Selected passage
——————

[v2] examples/l3fwd: fix unaligned memory access

Message ID 20190725162903.106262-1-hariprasad.govindharajan@intel.com (mailing list archive)
State Superseded, archived
Headers
Series [v2] examples/l3fwd: fix unaligned memory access |

Checks

Context Check Description
ci/checkpatch success coding style OK
ci/mellanox-Performance-Testing success Performance Testing PASS
ci/Intel-compilation success Compilation OK

Commit Message

Hariprasad Govindharajan July 25, 2019, 4:29 p.m. UTC
  Fix unaligned memory access when reading IPv6 header which
leads to segmentation fault by changing aligned memory read
to unaligned memory read.

Bugzilla ID: 279
Fixes: 64d3955de1de ("examples/l3fwd: fix ARM build")
Cc: maciej.czekaj@caviumnetworks.com
Cc: stable@dpdk.org
Signed-off-by: hgovindh <hariprasad.govindharajan@intel.com>
---
V2: Added functions which will do unaligned load based on the
underlying architecture
---
---
 examples/l3fwd/l3fwd_em.c | 26 ++++++++++++++++++++++++--
 1 file changed, 24 insertions(+), 2 deletions(-)

——————

The task
Quote the entire patch page above word for word. The data after this point comes from an unrelated source.

Given information
——————

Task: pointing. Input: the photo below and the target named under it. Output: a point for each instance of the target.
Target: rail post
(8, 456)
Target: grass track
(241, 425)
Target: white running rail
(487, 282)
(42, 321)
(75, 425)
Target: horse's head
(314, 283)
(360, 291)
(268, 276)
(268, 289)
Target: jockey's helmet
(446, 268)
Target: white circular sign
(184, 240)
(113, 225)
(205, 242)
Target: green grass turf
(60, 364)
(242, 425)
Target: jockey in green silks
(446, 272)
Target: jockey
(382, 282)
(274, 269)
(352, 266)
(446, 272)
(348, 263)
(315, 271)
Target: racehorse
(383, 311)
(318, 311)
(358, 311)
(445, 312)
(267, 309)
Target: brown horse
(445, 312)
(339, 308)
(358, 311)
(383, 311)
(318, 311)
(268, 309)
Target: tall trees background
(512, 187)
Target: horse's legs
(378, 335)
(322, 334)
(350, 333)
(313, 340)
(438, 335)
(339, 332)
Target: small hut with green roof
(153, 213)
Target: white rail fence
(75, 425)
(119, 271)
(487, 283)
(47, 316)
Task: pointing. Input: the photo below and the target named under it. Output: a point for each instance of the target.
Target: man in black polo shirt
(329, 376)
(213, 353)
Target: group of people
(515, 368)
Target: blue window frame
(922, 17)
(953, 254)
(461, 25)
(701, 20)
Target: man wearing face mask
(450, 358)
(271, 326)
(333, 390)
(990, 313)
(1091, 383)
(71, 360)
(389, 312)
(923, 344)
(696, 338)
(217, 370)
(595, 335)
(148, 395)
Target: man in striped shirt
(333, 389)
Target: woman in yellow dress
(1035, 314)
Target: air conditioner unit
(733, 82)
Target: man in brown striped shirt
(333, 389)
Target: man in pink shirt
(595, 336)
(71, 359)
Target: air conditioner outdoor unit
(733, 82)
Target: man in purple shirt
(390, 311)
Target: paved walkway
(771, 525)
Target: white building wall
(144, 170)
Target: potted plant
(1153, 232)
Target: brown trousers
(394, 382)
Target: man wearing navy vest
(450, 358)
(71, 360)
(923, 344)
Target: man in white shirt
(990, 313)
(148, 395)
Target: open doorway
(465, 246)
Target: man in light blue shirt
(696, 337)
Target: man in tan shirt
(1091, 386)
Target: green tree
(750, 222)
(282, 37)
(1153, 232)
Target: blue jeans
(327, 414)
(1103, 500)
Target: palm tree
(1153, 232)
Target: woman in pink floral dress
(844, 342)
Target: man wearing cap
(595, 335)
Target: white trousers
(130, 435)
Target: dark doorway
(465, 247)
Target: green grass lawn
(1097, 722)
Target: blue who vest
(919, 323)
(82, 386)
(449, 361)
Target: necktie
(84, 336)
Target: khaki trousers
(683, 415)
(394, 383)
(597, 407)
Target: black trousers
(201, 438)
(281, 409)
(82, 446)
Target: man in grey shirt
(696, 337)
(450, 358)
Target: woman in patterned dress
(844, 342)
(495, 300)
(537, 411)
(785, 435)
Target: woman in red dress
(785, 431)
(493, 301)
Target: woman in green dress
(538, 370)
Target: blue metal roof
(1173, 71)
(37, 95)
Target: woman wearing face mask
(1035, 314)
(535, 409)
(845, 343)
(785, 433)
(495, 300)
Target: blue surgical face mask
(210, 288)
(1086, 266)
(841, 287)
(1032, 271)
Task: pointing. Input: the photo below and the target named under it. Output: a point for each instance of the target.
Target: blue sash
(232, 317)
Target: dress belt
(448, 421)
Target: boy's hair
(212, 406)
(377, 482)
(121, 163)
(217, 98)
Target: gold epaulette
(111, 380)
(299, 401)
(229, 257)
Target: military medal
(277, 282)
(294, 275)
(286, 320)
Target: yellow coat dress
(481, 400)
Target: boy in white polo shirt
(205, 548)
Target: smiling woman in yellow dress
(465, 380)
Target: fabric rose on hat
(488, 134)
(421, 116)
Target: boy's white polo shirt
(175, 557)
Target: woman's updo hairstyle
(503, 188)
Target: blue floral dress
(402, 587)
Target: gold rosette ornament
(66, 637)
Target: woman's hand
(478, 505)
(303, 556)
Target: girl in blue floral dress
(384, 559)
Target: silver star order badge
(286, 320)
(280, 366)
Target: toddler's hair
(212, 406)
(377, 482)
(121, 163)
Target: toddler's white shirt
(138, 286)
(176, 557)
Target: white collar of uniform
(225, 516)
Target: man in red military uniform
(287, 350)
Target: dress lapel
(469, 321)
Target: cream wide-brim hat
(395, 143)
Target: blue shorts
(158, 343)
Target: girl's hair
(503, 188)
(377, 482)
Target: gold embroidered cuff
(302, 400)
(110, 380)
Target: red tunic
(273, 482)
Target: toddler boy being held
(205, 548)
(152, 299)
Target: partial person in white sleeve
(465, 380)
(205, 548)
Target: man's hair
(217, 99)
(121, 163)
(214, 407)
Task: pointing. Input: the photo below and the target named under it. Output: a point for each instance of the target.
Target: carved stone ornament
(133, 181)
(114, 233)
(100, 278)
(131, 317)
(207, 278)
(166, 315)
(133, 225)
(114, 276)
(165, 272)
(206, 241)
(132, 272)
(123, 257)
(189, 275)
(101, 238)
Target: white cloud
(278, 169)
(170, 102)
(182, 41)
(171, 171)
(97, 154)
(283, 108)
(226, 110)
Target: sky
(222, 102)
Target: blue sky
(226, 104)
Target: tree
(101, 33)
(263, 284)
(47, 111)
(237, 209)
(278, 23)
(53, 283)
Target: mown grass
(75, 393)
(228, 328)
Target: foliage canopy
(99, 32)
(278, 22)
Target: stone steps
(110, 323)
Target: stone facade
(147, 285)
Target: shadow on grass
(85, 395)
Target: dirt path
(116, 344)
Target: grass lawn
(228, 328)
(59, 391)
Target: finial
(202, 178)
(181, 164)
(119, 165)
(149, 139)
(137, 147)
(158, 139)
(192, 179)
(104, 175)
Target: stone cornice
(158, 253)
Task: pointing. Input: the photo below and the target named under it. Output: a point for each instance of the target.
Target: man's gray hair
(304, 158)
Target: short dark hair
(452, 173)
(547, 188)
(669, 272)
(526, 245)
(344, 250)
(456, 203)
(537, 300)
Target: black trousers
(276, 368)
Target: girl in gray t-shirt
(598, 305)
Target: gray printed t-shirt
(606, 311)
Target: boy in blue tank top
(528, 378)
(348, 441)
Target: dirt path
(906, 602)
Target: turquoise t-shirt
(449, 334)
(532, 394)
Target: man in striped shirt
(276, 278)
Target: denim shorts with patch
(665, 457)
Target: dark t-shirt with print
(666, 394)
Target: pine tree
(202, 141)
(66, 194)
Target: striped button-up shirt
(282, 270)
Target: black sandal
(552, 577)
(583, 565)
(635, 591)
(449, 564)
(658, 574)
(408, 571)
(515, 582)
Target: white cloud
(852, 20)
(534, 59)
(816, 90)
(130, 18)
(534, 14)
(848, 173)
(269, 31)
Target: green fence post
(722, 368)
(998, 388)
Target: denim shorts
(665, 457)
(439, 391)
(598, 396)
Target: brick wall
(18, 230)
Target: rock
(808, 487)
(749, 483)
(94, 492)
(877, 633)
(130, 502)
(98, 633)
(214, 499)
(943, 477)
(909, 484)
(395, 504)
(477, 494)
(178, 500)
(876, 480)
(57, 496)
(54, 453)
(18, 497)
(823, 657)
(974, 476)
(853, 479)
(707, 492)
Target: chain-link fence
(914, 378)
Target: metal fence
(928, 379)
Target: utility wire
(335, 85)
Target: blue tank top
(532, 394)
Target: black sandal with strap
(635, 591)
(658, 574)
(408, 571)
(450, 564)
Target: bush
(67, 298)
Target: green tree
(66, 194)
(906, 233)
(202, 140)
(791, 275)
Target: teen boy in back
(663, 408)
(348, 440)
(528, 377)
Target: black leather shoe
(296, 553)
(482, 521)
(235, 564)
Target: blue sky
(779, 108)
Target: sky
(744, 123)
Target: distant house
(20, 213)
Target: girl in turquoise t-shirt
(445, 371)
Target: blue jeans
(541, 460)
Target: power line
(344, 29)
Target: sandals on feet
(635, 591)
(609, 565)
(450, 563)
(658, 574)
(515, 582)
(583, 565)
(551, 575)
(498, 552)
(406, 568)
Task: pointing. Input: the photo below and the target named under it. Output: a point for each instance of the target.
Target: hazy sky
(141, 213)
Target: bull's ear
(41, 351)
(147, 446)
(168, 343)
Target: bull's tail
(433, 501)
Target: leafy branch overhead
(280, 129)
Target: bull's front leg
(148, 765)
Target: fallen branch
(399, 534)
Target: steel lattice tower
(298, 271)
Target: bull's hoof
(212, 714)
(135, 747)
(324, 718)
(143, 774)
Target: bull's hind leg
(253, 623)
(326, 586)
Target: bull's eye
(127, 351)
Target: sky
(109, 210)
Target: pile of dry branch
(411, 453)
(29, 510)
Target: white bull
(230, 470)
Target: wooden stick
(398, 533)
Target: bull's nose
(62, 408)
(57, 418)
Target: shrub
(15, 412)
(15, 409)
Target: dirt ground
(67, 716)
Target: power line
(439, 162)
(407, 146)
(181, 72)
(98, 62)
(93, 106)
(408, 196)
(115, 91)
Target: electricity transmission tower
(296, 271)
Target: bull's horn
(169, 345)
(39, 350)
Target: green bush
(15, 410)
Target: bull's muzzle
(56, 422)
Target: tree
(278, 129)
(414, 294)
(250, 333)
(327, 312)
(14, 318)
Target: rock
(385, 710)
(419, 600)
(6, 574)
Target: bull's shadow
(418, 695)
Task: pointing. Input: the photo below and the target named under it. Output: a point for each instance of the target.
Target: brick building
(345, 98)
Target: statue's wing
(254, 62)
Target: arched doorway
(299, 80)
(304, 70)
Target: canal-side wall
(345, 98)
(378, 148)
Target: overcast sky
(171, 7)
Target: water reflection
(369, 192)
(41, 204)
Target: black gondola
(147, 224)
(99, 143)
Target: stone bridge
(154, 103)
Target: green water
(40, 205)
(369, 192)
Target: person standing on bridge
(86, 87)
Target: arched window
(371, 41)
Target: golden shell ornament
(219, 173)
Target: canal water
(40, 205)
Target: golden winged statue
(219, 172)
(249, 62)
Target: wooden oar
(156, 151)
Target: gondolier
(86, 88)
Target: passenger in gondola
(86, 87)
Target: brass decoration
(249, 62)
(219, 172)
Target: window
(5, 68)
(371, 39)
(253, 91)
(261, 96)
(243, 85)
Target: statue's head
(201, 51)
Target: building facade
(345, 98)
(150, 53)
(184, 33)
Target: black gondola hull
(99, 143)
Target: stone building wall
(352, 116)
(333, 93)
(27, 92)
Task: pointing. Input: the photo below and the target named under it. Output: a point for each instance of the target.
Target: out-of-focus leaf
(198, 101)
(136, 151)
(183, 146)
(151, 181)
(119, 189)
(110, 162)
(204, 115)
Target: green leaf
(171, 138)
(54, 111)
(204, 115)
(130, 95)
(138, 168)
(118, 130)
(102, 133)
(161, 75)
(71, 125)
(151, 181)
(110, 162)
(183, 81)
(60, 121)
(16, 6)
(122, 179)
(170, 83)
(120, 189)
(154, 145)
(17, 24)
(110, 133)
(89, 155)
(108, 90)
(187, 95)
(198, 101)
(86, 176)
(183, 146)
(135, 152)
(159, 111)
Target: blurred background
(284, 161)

——————

Task response
[v2] examples/l3fwd: fix unaligned memory access

Message ID 20190725162903.106262-1-hariprasad.govindharajan@intel.com (mailing list archive)
State Superseded, archived
Headers
Series [v2] examples/l3fwd: fix unaligned memory access |

Checks

Context Check Description
ci/checkpatch success coding style OK
ci/mellanox-Performance-Testing success Performance Testing PASS
ci/Intel-compilation success Compilation OK

Commit Message

Hariprasad Govindharajan July 25, 2019, 4:29 p.m. UTC
  Fix unaligned memory access when reading IPv6 header which
leads to segmentation fault by changing aligned memory read
to unaligned memory read.

Bugzilla ID: 279
Fixes: 64d3955de1de ("examples/l3fwd: fix ARM build")
Cc: maciej.czekaj@caviumnetworks.com
Cc: stable@dpdk.org
Signed-off-by: hgovindh <hariprasad.govindharajan@intel.com>
---
V2: Added functions which will do unaligned load based on the
underlying architecture
---
---
 examples/l3fwd/l3fwd_em.c | 26 ++++++++++++++++++++++++--
 1 file changed, 24 insertions(+), 2 deletions(-)